WHAT THIS TASK INVOLVES: Rewrite all the records below with every "one dot per instance" changed to "one point per instance", keeping everything else the same.

AVAILABLE DATA:

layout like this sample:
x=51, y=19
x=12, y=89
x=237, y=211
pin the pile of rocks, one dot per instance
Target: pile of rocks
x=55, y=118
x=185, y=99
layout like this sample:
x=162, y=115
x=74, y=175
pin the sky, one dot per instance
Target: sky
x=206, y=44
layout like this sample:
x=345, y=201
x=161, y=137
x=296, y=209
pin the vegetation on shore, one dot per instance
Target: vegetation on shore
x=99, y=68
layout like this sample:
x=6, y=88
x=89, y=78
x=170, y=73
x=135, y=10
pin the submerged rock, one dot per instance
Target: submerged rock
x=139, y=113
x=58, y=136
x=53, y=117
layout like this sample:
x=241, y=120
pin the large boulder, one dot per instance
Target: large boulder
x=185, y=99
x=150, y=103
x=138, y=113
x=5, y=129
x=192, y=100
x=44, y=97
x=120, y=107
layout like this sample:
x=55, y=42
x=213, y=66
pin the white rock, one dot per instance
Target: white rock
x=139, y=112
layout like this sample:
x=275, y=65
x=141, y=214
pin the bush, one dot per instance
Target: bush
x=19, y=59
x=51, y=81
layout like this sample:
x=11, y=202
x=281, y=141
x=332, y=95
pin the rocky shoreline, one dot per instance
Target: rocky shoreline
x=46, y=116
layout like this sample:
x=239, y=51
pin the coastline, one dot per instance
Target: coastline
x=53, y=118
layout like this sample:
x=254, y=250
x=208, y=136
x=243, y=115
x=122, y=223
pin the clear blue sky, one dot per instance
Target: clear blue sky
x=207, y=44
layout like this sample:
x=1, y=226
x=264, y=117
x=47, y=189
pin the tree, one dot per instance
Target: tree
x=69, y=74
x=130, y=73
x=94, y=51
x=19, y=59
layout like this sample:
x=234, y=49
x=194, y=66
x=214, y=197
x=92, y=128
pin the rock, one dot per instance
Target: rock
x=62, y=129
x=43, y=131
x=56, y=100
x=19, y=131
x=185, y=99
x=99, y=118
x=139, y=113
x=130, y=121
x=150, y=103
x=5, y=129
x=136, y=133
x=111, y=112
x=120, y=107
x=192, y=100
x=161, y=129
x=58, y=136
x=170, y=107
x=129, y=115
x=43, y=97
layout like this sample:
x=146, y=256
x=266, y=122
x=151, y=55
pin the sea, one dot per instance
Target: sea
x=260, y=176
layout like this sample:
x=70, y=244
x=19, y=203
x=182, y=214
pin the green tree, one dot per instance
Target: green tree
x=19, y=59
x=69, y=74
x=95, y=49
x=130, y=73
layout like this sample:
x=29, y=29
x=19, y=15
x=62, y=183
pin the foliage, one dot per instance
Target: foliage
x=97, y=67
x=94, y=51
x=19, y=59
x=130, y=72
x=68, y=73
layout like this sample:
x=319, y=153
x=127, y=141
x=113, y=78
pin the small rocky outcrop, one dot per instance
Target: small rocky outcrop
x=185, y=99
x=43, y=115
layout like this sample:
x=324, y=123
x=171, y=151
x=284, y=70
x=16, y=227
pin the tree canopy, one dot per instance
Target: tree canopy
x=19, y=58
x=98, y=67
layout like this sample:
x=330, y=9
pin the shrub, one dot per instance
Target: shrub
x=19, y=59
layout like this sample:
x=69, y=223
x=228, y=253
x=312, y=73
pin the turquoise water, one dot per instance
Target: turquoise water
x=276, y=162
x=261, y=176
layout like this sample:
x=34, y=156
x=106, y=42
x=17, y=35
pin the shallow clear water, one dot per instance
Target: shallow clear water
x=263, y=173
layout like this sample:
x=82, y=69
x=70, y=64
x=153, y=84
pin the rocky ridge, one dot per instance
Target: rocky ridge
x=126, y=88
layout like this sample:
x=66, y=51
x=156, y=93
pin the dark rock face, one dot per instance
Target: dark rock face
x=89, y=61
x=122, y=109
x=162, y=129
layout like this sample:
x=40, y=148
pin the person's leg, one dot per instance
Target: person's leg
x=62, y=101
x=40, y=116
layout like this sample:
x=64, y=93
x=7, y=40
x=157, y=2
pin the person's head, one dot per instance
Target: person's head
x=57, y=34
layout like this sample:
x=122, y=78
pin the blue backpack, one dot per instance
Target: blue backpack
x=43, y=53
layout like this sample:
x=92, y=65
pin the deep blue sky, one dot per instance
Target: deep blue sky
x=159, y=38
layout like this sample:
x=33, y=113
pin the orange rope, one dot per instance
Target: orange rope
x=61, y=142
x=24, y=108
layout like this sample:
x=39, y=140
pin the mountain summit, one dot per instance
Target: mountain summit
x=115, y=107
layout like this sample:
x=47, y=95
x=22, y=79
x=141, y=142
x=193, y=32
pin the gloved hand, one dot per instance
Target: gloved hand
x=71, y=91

ANSWER TO THIS PROBLEM:
layout like this sample:
x=51, y=19
x=12, y=89
x=237, y=211
pin the pile of rocks, one point per instance
Target: pile of rocks
x=55, y=118
x=185, y=99
layout like this sample:
x=162, y=115
x=74, y=175
pin the sky, one point per instance
Target: sky
x=206, y=44
layout like this sample:
x=345, y=201
x=161, y=137
x=296, y=209
pin the vegetation on shore, one point per instance
Target: vegetation on shore
x=99, y=68
layout like this sample:
x=6, y=88
x=89, y=78
x=170, y=73
x=135, y=10
pin the submerged rock, one point per instance
Target: submerged rock
x=139, y=113
x=58, y=136
x=53, y=117
layout like this sample:
x=241, y=120
pin the large boulder, one point per instance
Target: large boulder
x=185, y=99
x=150, y=103
x=138, y=113
x=5, y=129
x=192, y=100
x=44, y=97
x=120, y=107
layout like this sample:
x=55, y=42
x=213, y=66
pin the white rock, one point per instance
Target: white rock
x=139, y=112
layout like this sample:
x=275, y=65
x=141, y=214
pin the bush, one point per instance
Target: bush
x=19, y=59
x=51, y=81
layout like this sample:
x=11, y=202
x=281, y=141
x=332, y=95
pin the rocky shoreline, one point per instance
Target: rocky shoreline
x=46, y=116
layout like this sample:
x=239, y=51
pin the coastline, one point per instance
Target: coastline
x=53, y=118
layout like this sample:
x=254, y=250
x=208, y=136
x=243, y=115
x=122, y=223
pin the clear blue sky, one point per instance
Target: clear blue sky
x=207, y=44
layout like this sample:
x=1, y=226
x=264, y=117
x=47, y=189
pin the tree, one point per instance
Target: tree
x=69, y=74
x=130, y=73
x=94, y=51
x=19, y=59
layout like this sample:
x=234, y=49
x=194, y=66
x=214, y=197
x=92, y=128
pin the rock, one point per instance
Target: rock
x=62, y=129
x=43, y=131
x=56, y=100
x=19, y=131
x=185, y=99
x=99, y=118
x=139, y=113
x=130, y=121
x=150, y=103
x=5, y=129
x=136, y=133
x=111, y=112
x=120, y=107
x=192, y=100
x=161, y=129
x=58, y=136
x=170, y=107
x=129, y=115
x=43, y=97
layout like this sample:
x=146, y=256
x=266, y=122
x=151, y=55
pin the sea, one point per instance
Target: sea
x=260, y=176
layout like this sample:
x=70, y=244
x=19, y=203
x=182, y=214
pin the green tree, one point per instance
Target: green tree
x=19, y=59
x=69, y=74
x=95, y=49
x=130, y=73
layout like this sample:
x=29, y=29
x=19, y=15
x=62, y=183
pin the foliage, one point per instance
Target: foliage
x=97, y=67
x=94, y=51
x=19, y=59
x=130, y=72
x=68, y=73
layout like this sample:
x=319, y=153
x=127, y=141
x=113, y=78
pin the small rocky outcrop, one point per instance
Target: small rocky outcrop
x=185, y=99
x=43, y=115
layout like this sample:
x=324, y=123
x=171, y=151
x=284, y=70
x=16, y=227
pin the tree canopy, one point per instance
Target: tree canopy
x=19, y=58
x=98, y=67
layout like this sample:
x=330, y=9
pin the shrub, one point per instance
Target: shrub
x=19, y=59
layout like this sample:
x=69, y=223
x=228, y=253
x=312, y=73
pin the turquoise water, one point per instance
Target: turquoise water
x=276, y=162
x=261, y=176
layout like this sample:
x=34, y=156
x=106, y=42
x=17, y=35
pin the shallow clear water, one point per instance
Target: shallow clear water
x=263, y=173
layout like this sample:
x=82, y=69
x=70, y=64
x=153, y=84
pin the rocky ridge, one point per instance
Target: rocky ridge
x=126, y=88
layout like this sample:
x=66, y=51
x=156, y=93
pin the dark rock face, one point per instance
Target: dark rock face
x=89, y=61
x=122, y=109
x=162, y=129
layout like this sample:
x=40, y=148
pin the person's leg, one point per instance
Target: person's leg
x=62, y=101
x=40, y=116
layout like this sample:
x=64, y=93
x=7, y=40
x=157, y=2
pin the person's head, one point per instance
Target: person's head
x=57, y=34
layout like this sample:
x=122, y=78
pin the blue backpack, one point per instance
Target: blue backpack
x=43, y=53
layout like this sample:
x=92, y=65
pin the deep blue sky, one point per instance
Target: deep blue sky
x=159, y=38
layout like this sample:
x=33, y=113
pin the orange rope, one point per instance
Target: orange rope
x=61, y=142
x=24, y=108
layout like this sample:
x=39, y=140
pin the mountain summit, one point per instance
Target: mountain summit
x=115, y=107
layout like this sample:
x=47, y=95
x=22, y=79
x=141, y=142
x=193, y=32
pin the gloved hand, one point per instance
Target: gloved hand
x=71, y=91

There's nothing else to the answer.